● Goal of the exercise: Retype the records exactly, including every line.
____ Task inputs
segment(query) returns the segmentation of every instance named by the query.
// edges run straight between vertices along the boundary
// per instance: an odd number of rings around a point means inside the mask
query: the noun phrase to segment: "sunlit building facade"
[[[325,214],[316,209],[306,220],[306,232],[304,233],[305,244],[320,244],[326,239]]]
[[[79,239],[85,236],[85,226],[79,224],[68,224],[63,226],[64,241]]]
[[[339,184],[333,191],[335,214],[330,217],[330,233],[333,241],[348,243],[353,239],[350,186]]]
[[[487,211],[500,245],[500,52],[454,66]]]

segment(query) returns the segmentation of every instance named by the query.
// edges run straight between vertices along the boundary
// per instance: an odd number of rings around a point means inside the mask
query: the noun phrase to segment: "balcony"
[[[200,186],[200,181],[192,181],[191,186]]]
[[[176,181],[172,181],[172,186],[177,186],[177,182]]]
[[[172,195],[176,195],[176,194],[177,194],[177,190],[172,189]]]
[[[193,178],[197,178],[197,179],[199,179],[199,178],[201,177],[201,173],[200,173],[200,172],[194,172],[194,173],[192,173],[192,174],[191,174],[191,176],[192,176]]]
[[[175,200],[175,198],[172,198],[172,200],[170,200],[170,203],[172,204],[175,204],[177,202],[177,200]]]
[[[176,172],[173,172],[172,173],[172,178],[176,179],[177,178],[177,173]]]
________
● Solution to the exercise:
segment(query) returns the segmentation of every instance named by the query.
// edges run straight between vertices along the boundary
// per instance: an odd number of rings around a point means inside the mask
query: the noun phrase to segment: "sunlit building facade"
[[[325,214],[316,209],[306,220],[306,232],[304,233],[305,244],[320,244],[326,239]]]
[[[79,239],[85,236],[85,226],[79,224],[68,224],[63,226],[64,241]]]
[[[339,184],[333,191],[335,214],[330,217],[330,233],[333,241],[348,243],[353,239],[350,186]]]
[[[487,211],[500,245],[500,52],[454,66]]]

segment(query) returns the segmentation of every instance named by the query.
// edges run straight between vertices along the boundary
// per instance: an odd number of rings around a point means inside the mask
query: the noun phrase to segment: "balcony"
[[[200,186],[200,181],[192,181],[191,186]]]
[[[176,181],[172,181],[172,186],[177,186],[177,182]]]
[[[172,195],[176,195],[176,194],[177,194],[177,190],[172,189]]]
[[[193,178],[197,178],[197,179],[199,179],[199,178],[201,177],[201,173],[200,173],[200,172],[194,172],[194,173],[192,173],[192,174],[191,174],[191,176],[192,176]]]
[[[175,200],[175,198],[172,198],[172,200],[170,200],[170,203],[172,204],[175,204],[177,202],[177,200]]]
[[[176,172],[173,172],[172,173],[172,178],[176,179],[177,178],[177,173]]]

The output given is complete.